**Text extract**
--

Just Purchased Infinity RS2B / RSIIb owned RS 2.5


FYI Infinity Fans:
I have lusted after some RS2bs for 20 years after loveing my 2.5s. I thought the 2bs would fill in the middle and keep all of the strengths of the 2.5s. In reading the manual, I was unaware that the 2bs had a bass equilizer (not crossover) that was NOT optional. The bass equilizer has been lost. I hooked up my VTL compact 100s with several preamps & the sound was mud in the bass and boring in the emims/emits. One of the emits is even covered 50 percent, the top one in the front. These 2bs sound like monster cable . . . go figure. Monster cable was used in the speakers. Also, it turns out that ONLY the middle emim is hooked to the midrange control. The middle emim is the only one that sounds like the emims in the 2.5...they are running full out. The top and bottom emim are subdued and they are trying to mimic a good dome midrange....yes the lower vocals are better but who cares?? I have lost the magic of the emims. I have had some Infinity Sigmas in my room and one super emim did a better job than these three emims. Last night I hooked up a couple of transitor amps and the sound was MUCH improved... remember what older monster cable did to good solid state stuff? in the 80s. I guess I'm going to stay with threshold but I own several good tube amps that I love to hear the imaging etc etc. I might be nuts but the improvement I have gained with Kimber Kable 4TC and Audioquest jaguar interconects is lost in the old monster cable wire?? I am probably being to hard on these speakers, but I remember a german saying the 4.5s were the best of that vintage. How are the emims controled in the RS1bs?? are they all hooked to the crossover controls?? To be continued. Thanks for reading. Larry
apfdirtdoctor
Seeing as how this post is almost four years old, I don't presume you still have the bass contour unit?

--

**Written exercise 1**
In the forum post about Infinity speakers, how many years had the writer wanted a pair of RS2bs?
The forum post and the rows that come next have nothing to do with each other.

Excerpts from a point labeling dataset
--

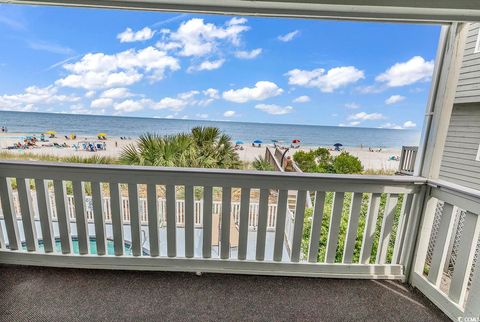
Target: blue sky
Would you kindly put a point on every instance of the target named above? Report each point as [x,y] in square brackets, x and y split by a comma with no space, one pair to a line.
[151,64]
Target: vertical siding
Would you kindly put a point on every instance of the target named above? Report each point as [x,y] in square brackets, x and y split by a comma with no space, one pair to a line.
[463,140]
[468,89]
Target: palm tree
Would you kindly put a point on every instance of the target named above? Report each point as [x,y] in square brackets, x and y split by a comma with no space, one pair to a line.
[205,147]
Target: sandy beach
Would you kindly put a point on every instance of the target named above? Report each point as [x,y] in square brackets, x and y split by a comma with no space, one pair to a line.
[115,145]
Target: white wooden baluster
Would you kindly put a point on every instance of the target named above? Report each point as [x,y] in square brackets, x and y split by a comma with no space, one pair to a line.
[465,255]
[81,217]
[243,234]
[350,239]
[280,225]
[471,306]
[153,220]
[441,246]
[402,227]
[262,224]
[334,227]
[9,214]
[99,219]
[225,222]
[134,219]
[62,217]
[171,221]
[189,221]
[3,245]
[386,230]
[26,209]
[316,226]
[117,218]
[207,222]
[298,225]
[370,226]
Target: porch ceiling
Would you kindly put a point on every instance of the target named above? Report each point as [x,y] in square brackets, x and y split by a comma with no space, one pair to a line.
[405,10]
[50,294]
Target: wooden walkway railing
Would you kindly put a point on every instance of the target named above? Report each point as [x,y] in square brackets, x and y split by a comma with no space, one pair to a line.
[407,160]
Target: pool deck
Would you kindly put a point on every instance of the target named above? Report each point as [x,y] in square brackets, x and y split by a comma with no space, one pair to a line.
[53,294]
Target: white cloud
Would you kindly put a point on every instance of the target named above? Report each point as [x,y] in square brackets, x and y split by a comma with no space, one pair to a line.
[414,70]
[130,36]
[195,38]
[101,103]
[33,97]
[50,47]
[174,104]
[302,99]
[394,99]
[80,109]
[190,98]
[352,106]
[362,116]
[207,65]
[100,70]
[115,93]
[212,93]
[130,106]
[230,113]
[289,37]
[248,54]
[261,91]
[274,109]
[326,81]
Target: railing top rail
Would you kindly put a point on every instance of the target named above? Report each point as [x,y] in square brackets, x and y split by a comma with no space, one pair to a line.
[454,188]
[201,176]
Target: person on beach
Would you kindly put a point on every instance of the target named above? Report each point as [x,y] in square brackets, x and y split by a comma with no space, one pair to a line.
[288,165]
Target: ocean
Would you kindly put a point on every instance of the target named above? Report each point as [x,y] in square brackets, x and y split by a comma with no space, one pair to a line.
[309,135]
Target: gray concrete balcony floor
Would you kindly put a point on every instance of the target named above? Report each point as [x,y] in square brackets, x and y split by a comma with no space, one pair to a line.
[54,294]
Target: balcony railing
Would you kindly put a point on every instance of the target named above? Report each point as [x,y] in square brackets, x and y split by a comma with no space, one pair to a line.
[274,250]
[358,226]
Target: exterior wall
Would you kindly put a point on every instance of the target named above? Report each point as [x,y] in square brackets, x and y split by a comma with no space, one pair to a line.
[461,147]
[468,89]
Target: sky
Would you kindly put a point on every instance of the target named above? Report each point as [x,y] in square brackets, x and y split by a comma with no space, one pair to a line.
[232,68]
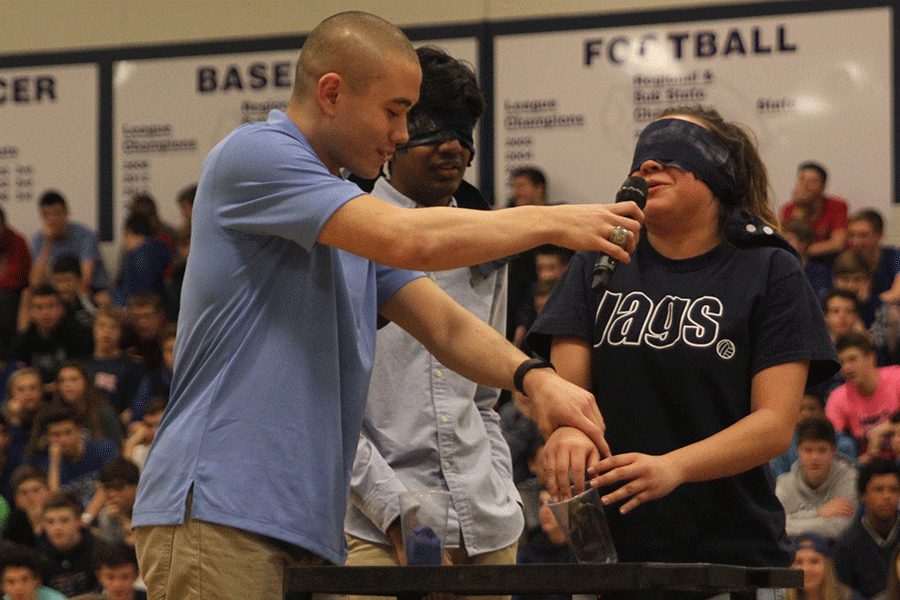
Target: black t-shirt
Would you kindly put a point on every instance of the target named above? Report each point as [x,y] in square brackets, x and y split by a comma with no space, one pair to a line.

--

**Written exercise 2**
Please rewrite the rows starting with the line containing "Target: gray concrete balcony floor" and going on through the end of the rows, replacing "one pair to a line" with "one pair per line" and keeping all else the same. Leave the pictures out of your answer.

**Finished answer 1**
20 years

**Finished answer 2**
Target: gray concrete balcony floor
Would you kindly put a point on every instance of the target named above? Report each point as [x,y] in square brackets, x and y split by a comma with no space, one pair per line.
[54,294]
Target: balcony railing
Would you kindly put a point on every instance of the target named above? Report each point as [x,y] in square brackets, x and y split by a comma with no space, one pair per line.
[274,250]
[358,226]
Target: exterior wall
Would you kindly put a point on every instance of the target named above? Report each point as [x,y] in square brackets, x and y split by a comma with no space, one pair per line.
[461,147]
[468,89]
Target: sky
Would you kindly put a point on every instance of the target named above? Report each point as [x,y] in square brackets, x and y split by a comma with no space, one pair per line.
[232,68]
Target: black t-shirt
Would you kindly put a point on every instance of the target named above? Report each point as [x,y] in square brackets, x and y split by a comma with no space, one pair per line.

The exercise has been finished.